_Data in this exercise:_
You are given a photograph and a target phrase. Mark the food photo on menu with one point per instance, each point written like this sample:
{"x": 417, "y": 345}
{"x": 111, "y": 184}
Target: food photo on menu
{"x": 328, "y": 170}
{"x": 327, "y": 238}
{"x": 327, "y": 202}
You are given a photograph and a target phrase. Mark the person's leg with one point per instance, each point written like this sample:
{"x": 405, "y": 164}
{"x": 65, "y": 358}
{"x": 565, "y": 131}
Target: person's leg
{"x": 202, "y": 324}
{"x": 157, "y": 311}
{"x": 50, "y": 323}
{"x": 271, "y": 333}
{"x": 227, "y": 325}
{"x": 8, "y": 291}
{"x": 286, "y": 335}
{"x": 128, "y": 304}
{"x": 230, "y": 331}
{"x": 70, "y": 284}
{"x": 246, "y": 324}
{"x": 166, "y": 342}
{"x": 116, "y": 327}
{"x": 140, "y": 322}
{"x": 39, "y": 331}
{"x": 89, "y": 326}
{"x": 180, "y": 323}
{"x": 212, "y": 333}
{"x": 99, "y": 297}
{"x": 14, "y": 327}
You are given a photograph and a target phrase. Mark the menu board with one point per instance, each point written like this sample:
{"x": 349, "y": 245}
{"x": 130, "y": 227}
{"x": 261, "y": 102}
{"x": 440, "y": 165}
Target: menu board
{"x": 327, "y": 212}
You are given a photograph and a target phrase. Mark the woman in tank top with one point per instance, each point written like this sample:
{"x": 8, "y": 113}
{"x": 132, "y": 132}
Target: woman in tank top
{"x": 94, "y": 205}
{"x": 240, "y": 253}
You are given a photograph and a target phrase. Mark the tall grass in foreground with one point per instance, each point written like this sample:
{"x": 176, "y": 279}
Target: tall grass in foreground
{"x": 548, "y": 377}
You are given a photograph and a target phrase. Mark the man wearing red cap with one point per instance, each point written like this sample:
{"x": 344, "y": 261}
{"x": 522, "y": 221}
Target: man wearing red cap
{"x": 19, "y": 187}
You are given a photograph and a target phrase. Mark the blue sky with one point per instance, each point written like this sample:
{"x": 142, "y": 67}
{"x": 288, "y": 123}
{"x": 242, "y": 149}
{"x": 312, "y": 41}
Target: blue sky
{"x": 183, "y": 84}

_Exercise directions:_
Give the complete listing a second time, exactly as it reads.

_Exercise result:_
You are given a photograph and a target phrase. Mark the food photo on menu with one point per instance, each point written like this sample:
{"x": 417, "y": 345}
{"x": 111, "y": 184}
Target: food photo on menu
{"x": 328, "y": 170}
{"x": 327, "y": 238}
{"x": 327, "y": 202}
You are given a photograph and a target phrase. Mark the person's leg with one point per instance, each point written like this sample:
{"x": 405, "y": 164}
{"x": 65, "y": 358}
{"x": 565, "y": 131}
Target: person's leg
{"x": 202, "y": 324}
{"x": 157, "y": 311}
{"x": 50, "y": 323}
{"x": 271, "y": 333}
{"x": 227, "y": 325}
{"x": 8, "y": 291}
{"x": 286, "y": 335}
{"x": 128, "y": 304}
{"x": 230, "y": 331}
{"x": 70, "y": 284}
{"x": 246, "y": 324}
{"x": 166, "y": 342}
{"x": 116, "y": 327}
{"x": 140, "y": 322}
{"x": 39, "y": 331}
{"x": 89, "y": 326}
{"x": 180, "y": 323}
{"x": 212, "y": 333}
{"x": 99, "y": 297}
{"x": 14, "y": 327}
You are given a photograph and a target phrase. Mark the menu board with one point per instance, each point written like this sample:
{"x": 349, "y": 245}
{"x": 130, "y": 227}
{"x": 261, "y": 102}
{"x": 440, "y": 165}
Target: menu board
{"x": 327, "y": 212}
You are given a photograph and a target phrase. Mark the woman in tank top with one point per instance, each point written like this sample:
{"x": 8, "y": 113}
{"x": 132, "y": 132}
Target: woman in tank top
{"x": 94, "y": 205}
{"x": 240, "y": 253}
You are given a photograph and a target phrase. Mark the tall grass in foreground with one point per instance, each point written like this sample:
{"x": 176, "y": 279}
Target: tall grass in foreground
{"x": 548, "y": 377}
You are given a photograph and a target phrase. Mark the man wearing red cap with one point per instance, each point written like this sample:
{"x": 344, "y": 261}
{"x": 522, "y": 221}
Target: man wearing red cap
{"x": 19, "y": 187}
You are given a photograph and a target phrase. Mark the blue sky with one point per instance, each point written like this sample:
{"x": 142, "y": 67}
{"x": 288, "y": 123}
{"x": 242, "y": 149}
{"x": 312, "y": 41}
Target: blue sky
{"x": 183, "y": 84}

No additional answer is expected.